Given task 1 >>
In the vacuum interrupter patent excerpt, what material is cylindrical member 10 made of?
Given task 2 >>
Using the vacuum interrupter patent excerpt, explain why the electrode structures include a support rod.
Given task 3 >>
Write the next part of the vacuum interrupter patent excerpt, picking up after its last sentence.

Page extract >>
□ □ □ □ □

Two substantially identical electrode structures are provided in the vacuum vessel so that the inclined slits on each of the opposing coil conductors are generally parallel. Thus, current flows from a first external conductor rod, through a first conductor disk, and then through the several current paths defined by the coil conductor to an electrical connector. At the connector, the current passes from a first main electrode to the opposing electrode structure, which is, in effect, a mirror image of the first electrode structure. The slits and current paths on the two opposing conductor coils are aligned such that the current effectively flows through one full turn as it passes through the vacuum vessel. Consequently, a strong, uniform axial magnetic field is applied to the two main electrodes, and current arcing between the spaced main electrodes can be more uniformly distributed over the entire surfaces of the main electrodes.

The electrode structures of the improved vacuum interrupter also include a structure support rod that extends axially from the main electrode, through the tubular coil conductor, and co-axially within the external conductor rod. The support rod reduces mechanical stress on the tubular coil and concentrically aligns the electrode structure, thereby maintaining the integrity of the current paths around the coil conductor. These and various other characteristics and advantages of the present invention will become readily apparent to those skilled in the art upon reading the following detailed description and claims and by referring to the accompanying drawings.

BRIEF DESCRIPTION OF THE DRAWINGS

For a more detailed description of the preferred embodiment of the invention, reference will now be made to the accompanying drawings, wherein:

FIG. 1 is a partly sectional, schematic side elevation view of a vacuum interrupter constructed in accordance with the present invention;

FIG. 2 is a perspective view of one of the two electrode structures incorporated in the vacuum interrupter shown in FIG. 1.

DETAILED DESCRIPTION OF THE PREFERRED EMBODIMENT

The vacuum interrupter of the present invention comprises an improved design of the interrupter disclosed in commonly assigned U.S. Ser. No. 156,251, which is hereby incorporated by reference herein. Referring now to FIG. 1, a vacuum interrupter constructed in accordance with the preferred embodiment of the present invention, includes a vacuum vessel 15, a movable electrode structure 25 displaced along the central axis of vessel 15, a stationary electrode structure 30 disposed along the central axis of the vacuum vessel 15 opposite the movable electrode structure 25, and a bellows 28 for displacing the movable electrode structure 25 axially within the vessel 15. Displacing the movable electrode structure 25 from the stationary electrode structure 30 causes current flowing between the two electrode structures to arc across the gap between the structures, as discussed more fully herein.

Referring still to FIG. 1, vacuum vessel 15 preferably comprises a pair of end plates 8, 9 mounted on both ends of a cylindrical member 10. End plates 8, 9 have a generally circular configuration with a radius r and a central circular aperture 14 therethrough. Cylindrical member 10 also has a radius r and is constructed of an electrically insulative material. End plates 8, 9 fixedly attach to and enclose both ends of cylindrical member 10 to define a controlled environment within the vessel 15.

□ □ □ □ □

Records shown >>
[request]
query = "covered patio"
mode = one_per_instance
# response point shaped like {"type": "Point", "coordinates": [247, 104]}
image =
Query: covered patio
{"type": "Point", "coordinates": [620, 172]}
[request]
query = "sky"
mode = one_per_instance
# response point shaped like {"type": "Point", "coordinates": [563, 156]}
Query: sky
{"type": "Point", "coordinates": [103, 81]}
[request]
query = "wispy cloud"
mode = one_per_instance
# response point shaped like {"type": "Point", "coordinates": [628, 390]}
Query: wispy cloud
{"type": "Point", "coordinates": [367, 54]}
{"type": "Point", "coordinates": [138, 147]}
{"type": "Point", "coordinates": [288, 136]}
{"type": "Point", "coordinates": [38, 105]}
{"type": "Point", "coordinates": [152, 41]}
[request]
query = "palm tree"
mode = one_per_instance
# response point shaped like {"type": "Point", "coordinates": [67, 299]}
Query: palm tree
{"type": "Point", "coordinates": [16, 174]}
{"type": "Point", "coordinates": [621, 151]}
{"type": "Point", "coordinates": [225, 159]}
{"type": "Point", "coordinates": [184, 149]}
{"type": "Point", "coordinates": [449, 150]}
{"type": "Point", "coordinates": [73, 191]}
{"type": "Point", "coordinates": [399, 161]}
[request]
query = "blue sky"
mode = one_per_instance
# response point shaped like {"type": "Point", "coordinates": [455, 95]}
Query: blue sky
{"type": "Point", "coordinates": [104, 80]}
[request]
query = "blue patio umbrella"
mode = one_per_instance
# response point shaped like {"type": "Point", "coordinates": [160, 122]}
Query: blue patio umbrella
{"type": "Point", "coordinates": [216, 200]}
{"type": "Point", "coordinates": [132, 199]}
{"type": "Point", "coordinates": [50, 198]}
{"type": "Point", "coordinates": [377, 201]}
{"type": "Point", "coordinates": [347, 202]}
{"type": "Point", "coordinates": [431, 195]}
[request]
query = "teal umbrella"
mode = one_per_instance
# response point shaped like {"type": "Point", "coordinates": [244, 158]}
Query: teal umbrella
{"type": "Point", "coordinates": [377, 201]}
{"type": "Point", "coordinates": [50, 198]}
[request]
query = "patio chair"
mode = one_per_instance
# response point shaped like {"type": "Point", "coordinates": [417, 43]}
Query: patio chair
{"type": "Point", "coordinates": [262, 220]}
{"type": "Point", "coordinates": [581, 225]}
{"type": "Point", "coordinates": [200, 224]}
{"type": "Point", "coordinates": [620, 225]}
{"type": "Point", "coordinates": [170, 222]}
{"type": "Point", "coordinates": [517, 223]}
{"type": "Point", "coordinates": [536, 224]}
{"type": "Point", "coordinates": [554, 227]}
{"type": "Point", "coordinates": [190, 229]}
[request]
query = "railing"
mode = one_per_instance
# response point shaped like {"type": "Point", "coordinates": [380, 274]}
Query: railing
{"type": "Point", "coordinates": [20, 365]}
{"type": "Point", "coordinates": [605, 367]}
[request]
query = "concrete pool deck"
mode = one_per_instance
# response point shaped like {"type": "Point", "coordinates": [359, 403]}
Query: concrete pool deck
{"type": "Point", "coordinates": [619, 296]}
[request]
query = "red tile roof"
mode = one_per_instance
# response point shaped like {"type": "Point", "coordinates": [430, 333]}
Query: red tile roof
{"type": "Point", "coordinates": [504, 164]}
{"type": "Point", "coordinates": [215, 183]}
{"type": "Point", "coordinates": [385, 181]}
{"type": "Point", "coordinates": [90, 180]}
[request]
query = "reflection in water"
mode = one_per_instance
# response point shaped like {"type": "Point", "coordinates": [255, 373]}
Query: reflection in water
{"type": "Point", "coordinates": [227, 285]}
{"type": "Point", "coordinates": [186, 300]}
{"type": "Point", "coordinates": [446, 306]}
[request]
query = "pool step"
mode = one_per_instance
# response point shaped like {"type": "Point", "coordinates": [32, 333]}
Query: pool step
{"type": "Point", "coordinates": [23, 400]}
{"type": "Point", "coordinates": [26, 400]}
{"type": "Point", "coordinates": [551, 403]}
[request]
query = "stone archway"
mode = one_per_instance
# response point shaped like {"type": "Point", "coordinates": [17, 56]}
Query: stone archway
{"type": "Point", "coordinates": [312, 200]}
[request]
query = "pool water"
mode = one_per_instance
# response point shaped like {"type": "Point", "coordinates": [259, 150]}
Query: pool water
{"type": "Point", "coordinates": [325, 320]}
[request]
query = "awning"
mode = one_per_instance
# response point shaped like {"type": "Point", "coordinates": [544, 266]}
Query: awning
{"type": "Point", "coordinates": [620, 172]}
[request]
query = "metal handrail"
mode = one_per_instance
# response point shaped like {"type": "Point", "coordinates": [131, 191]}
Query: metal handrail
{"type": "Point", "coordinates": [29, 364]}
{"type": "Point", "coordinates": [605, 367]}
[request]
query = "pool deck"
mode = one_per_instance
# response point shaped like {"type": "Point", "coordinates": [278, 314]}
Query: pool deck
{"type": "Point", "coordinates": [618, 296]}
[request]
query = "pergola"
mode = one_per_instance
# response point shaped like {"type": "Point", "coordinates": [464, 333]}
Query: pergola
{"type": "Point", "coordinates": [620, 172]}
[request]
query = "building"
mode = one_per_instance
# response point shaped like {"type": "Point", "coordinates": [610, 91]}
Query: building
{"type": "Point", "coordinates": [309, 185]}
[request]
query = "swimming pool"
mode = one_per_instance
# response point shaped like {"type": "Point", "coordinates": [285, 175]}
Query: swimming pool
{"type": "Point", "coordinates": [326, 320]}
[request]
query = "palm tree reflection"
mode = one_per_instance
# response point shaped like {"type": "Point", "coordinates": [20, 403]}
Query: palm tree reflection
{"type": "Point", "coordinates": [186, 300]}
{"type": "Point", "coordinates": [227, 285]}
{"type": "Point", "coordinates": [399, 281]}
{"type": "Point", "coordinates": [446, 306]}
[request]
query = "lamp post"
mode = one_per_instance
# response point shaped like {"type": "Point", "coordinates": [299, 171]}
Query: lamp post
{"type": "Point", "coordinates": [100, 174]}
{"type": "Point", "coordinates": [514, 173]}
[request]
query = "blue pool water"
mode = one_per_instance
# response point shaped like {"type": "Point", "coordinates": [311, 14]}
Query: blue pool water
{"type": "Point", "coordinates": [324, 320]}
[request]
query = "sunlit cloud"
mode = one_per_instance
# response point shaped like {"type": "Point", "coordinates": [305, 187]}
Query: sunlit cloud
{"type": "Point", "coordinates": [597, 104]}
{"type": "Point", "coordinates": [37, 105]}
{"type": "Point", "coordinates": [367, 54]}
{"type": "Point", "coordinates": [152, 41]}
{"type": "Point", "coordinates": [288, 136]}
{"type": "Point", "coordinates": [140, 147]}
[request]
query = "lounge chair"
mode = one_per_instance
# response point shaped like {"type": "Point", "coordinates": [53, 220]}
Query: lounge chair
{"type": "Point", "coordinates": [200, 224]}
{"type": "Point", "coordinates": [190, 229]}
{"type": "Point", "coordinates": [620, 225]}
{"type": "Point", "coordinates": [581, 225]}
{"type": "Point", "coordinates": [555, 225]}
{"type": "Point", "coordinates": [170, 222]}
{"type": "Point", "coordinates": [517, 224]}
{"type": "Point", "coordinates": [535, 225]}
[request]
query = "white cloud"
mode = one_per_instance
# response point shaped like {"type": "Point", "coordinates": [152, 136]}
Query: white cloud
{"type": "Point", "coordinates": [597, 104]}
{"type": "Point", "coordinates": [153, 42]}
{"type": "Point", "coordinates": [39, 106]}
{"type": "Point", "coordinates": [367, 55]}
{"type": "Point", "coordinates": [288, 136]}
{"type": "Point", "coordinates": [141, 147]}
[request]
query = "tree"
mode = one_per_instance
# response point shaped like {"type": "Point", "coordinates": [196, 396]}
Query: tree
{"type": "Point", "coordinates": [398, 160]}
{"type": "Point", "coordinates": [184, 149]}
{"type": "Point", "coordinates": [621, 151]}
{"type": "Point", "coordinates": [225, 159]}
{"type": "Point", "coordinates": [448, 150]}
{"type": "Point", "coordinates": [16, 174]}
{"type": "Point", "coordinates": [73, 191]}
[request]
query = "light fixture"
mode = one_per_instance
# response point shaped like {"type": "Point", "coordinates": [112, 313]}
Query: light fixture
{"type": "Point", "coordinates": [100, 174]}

□ □ □ □ □

Task response 1 >>
It is made of an electrically insulative material.

Task response 2 >>
The support rod reduces mechanical stress on the tubular coil and concentrically aligns the electrode structure. This keeps the current paths around the coil conductor intact.

Task response 3 >>
Referring now to FIGS. 1 and 2, the stationary electrode structure 30 constructed in accordance with the preferred embodiment comprises an external conductor rod 35 extending through the central aperture 14 of end plate 9, a conductor disk 19, a tubular coil conductor 20 electrically connected at one end to disk 19, a main electrode 17 electrically connected to coil conductor 20 and a structural support rod 23 extending along the central axis of the electrode structure 30.

The external conductor rod 35 is constructed of an electrically conductive material and includes an external end 38, an internal end 40 having an outer diameter slightly less than that of the external end, and a circumferential lip 39 defined by the juncture of the external and internal ends 38, 40. The conductor rod 35 also includes a central bore 37 extending axially through the rod 35. Upon assembly, the lip 39 engages the end plate 9 adjacent to the central aperture 14 with the external end 38 of rod 35 extending therefrom externally of the vacuum vessel 15 and the internal end 40 of the rod 35 protruding through aperture 14 into the interior of vacuum vessel 15 along the central axis of the vessel. The central bore 37 receives one end of the structural support rod 23 to concentrically align and mechanically support the electrode structure.

The conductor disk 19 comprises a generally cylindrical plate of electrically conductive material having a first outer diameter approximately the same as the outer diameter of the coil conductor 20 and a second outer diameter slightly less than the inner diameter of the coil conductor 20 so as to define a shoulder 53 for engaging one end of the conductor coil 20. Conductor disk 19 also includes an axially extending aperture 49 for receiving therethrough the internal end 40 of the conductor rod 35.

The conductor disk 19 fixedly attaches to the end plate 9 with the aperture 49 thereof co-axially aligned with central aperture 14 of end plate 9. The internal portion 40 of rod 35 extends through the aperture 49 of the conductor disk 19 to give the electrode structure 30 structural stability.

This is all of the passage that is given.